> _SOURCE_

****************

It’s windows 10, not 11, and the machine has decent specs: 6c/12t, 32 GB ram, and an SSD. Windows feels legitimately clunky and slow to me when I use it, and I am not using some lightweight Linux distro meant to be blazing fast. I run Mint Cinnamon which is as mainstream and all-in-one as it gets. But it still feels like it was created to serve the user rather than third party business interests.

I have some desktop machines at home that run windows 10 as well, which I use pretty infrequently. One of my winter projects is going to be fixing that. The OS part anyway.

[–] [email protected] 2 points 20 minutes ago (1 children)

Exactly the same setup and experience here. Work forces me to use an inferior application in windows instead of a more powerful option in Linux and it boils my blood.

[–] [email protected] 1 points 12 minutes ago

Any chance you could use that Windows app in a VM, or is Windows itself a mandate too?

Before we got the green light to dual boot, I spent 90% of my time using Linux in a VM while windows basically handled my M365 applications. These days I much prefer having Teams and Outlook being tabs in Firefox!

[–] [email protected] 1 points 19 minutes ago

That kinda did the trick for me since my old PC was starting to struggle with some tasks, so I went and built a new PC recently.

Joke's on Microsoft though, I installed Arch Linux on it instead. It's so much less work to maintain compared to Windows these days.

A relative of mine had also got fed up with the Windows BS and was interested in what I was running, so I got her machine dual booted with Debian now to try it out. She hasn't looked back either, so that to me proves that Linux is ready for non-techies.

[–] [email protected] 12 points 2 hours ago (1 children)

Yes. Go buy a new computer.

Then give me your old computer so I can put linux on it and distribute it for free to students and immigrants.

[–] [email protected] 9 points 1 hour ago* (last edited 1 hour ago) (1 children)

I like how almost everything we do now is in response to things going to shit.

Lemmy - Reddit went to shit

Linux (Desktop, anyway) - Windows went to shit

Piracy - Distribution and pricing went to shit

Jellyfin - Plex went to shit

Emulation - Nintendo, mostly...

Matrix - Just in case Signal tries anything... switchblade

[–] [email protected] 4 points 55 minutes ago

Monopoly was originally the Landlord's Game and was designed to teach children the dangers of unchecked monopolies and growth in the concentration of wealth.

Software and by extension, software companies are subject to those same Iron Laws of Oligarchy.

Given enough time, everything turns to shit, and it's up to younger, healthy, energized people to fight back the power creep.

[–] [email protected] 11 points 3 hours ago (1 children)

Got that the other day on my gaming computer. Very irritating.

****************

> _PROVIDED DATA_
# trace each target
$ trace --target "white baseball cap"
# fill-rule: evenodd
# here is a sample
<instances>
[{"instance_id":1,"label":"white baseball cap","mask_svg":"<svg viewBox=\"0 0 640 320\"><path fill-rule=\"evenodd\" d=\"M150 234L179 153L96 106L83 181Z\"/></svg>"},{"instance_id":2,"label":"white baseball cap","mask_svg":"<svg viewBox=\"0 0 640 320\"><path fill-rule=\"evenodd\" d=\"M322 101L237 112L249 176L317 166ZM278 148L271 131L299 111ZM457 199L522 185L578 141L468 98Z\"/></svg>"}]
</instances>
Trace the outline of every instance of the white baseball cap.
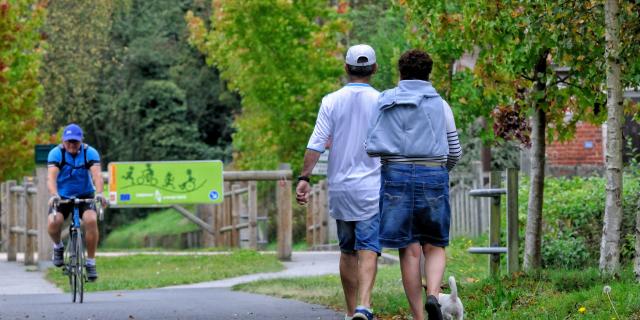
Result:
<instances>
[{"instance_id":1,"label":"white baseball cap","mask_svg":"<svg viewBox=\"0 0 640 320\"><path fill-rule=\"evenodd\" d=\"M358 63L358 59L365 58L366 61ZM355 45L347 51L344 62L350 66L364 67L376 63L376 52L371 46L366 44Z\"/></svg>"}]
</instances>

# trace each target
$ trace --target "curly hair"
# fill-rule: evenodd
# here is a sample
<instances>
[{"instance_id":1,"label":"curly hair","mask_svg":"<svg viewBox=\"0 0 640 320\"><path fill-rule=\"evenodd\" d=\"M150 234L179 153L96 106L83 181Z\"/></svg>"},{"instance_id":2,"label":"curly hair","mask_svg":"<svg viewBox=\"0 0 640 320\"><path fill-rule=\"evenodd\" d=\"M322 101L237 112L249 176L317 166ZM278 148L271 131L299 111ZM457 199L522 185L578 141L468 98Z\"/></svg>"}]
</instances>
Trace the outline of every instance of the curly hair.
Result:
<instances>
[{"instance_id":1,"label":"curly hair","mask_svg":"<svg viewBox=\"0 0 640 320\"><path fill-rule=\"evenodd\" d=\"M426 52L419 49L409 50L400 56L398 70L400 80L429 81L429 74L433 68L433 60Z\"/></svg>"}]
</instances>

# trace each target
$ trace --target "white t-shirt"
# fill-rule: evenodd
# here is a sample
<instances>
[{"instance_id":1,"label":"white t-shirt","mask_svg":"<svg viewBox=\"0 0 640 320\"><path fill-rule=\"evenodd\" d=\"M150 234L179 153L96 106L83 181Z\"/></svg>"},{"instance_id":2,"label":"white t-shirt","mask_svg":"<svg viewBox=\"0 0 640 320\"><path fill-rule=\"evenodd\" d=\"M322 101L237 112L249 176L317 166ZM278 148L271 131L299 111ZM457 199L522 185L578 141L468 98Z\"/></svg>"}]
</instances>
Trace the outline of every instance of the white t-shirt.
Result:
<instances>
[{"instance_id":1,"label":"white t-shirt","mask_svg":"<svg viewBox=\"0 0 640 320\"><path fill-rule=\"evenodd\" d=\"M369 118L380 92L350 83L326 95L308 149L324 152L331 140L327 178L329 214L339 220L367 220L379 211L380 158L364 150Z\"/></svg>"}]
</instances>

****************

> _WHAT THIS TASK INVOLVES_
Print, word for word, the portion of the Windows-to-Linux thread between "It’s windows 10, not" and "OS part anyway.", inclusive.

> _THE RESULT_
It’s windows 10, not 11, and the machine has decent specs: 6c/12t, 32 GB ram, and an SSD. Windows feels legitimately clunky and slow to me when I use it, and I am not using some lightweight Linux distro meant to be blazing fast. I run Mint Cinnamon which is as mainstream and all-in-one as it gets. But it still feels like it was created to serve the user rather than third party business interests.

I have some desktop machines at home that run windows 10 as well, which I use pretty infrequently. One of my winter projects is going to be fixing that. The OS part anyway.